* Begin ENTRIES PROVIDED *
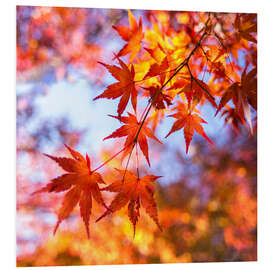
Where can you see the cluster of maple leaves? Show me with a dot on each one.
(164, 67)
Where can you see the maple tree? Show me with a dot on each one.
(172, 65)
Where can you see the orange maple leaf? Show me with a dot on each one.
(161, 100)
(135, 191)
(242, 94)
(125, 87)
(189, 121)
(130, 130)
(82, 184)
(132, 35)
(196, 90)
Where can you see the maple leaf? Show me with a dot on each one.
(82, 184)
(130, 130)
(125, 87)
(161, 99)
(245, 25)
(133, 191)
(160, 66)
(132, 35)
(190, 122)
(242, 94)
(195, 91)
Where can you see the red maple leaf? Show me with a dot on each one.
(82, 184)
(189, 121)
(125, 87)
(135, 191)
(130, 129)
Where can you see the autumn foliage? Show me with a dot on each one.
(170, 66)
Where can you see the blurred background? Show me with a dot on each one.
(207, 200)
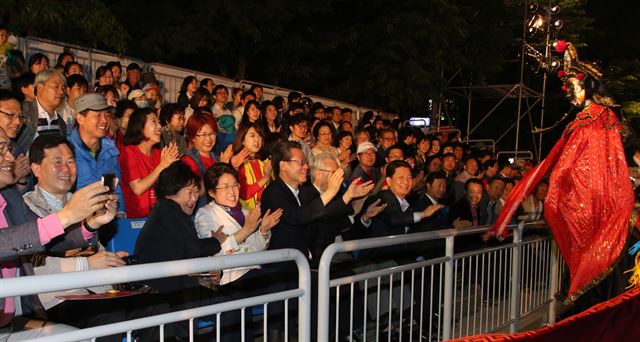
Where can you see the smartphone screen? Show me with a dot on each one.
(109, 179)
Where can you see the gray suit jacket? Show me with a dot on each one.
(21, 239)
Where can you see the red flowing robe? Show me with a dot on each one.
(590, 198)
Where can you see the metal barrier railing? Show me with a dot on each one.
(72, 280)
(459, 294)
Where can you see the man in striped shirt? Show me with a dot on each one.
(44, 118)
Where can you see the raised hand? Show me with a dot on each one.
(84, 203)
(104, 259)
(168, 155)
(103, 217)
(21, 167)
(252, 220)
(358, 189)
(219, 235)
(373, 210)
(344, 155)
(267, 168)
(226, 155)
(240, 158)
(335, 181)
(430, 210)
(270, 220)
* End ENTRIES PROVIDED *
▸ **WHAT YOU HAVE TO DO**:
Render the rows above as a two-column CSV with the header "request" and "points", with one line per request holding its text and its answer. Put each in a quoted field with line breaks replaced by spaces, and leave the pictures out.

▸ **RESULT OF THIS TASK**:
request,points
"Where can you see the cluster of maple leaves? Show me with a dot on each one.","(164, 67)"
"Where can you see the maple tree? Show me with a dot on each one.","(172, 65)"
"Where can you see the orange maple leaf? Show me with a dot on each one.","(161, 100) (135, 191) (242, 94) (125, 87) (189, 121) (130, 130) (82, 184) (132, 35) (196, 90)"
"Where can you see the maple leaf? Show me with a dot on each one.","(82, 184) (130, 130) (125, 87) (161, 99) (245, 25) (133, 191) (160, 66) (132, 35) (190, 122) (242, 94) (195, 91)"
"Where can you see the red maple leaf? Show me with a dot on each one.","(82, 184) (189, 121) (125, 87) (135, 191) (130, 129)"
"Where can you see the autumn foliage? Show me with a dot on each one.","(170, 66)"
"Where can you see the blurred background? Show me with a dot on each one.","(207, 200)"
"Where can you see the smartphone screen? Show me with a dot on each one.","(109, 179)"
"Where can you see the gray suit jacket? Show me with a dot on each one.","(21, 239)"
"Where can you see the red flowing robe? Show me with a dot on each one.","(590, 198)"
"Where can you see the metal barrier railing? Show me with a dot on each one.","(72, 280) (459, 294)"
"Where can you see the man in striped shirt? Show me with a dot on each one.","(44, 118)"
"Where can you see the raised hand? Show me with a dot on each one.","(84, 203) (104, 259) (168, 155) (103, 217) (21, 167) (252, 220) (358, 189) (219, 235) (373, 210) (344, 155) (267, 168) (226, 155) (240, 158) (335, 181) (430, 210) (270, 220)"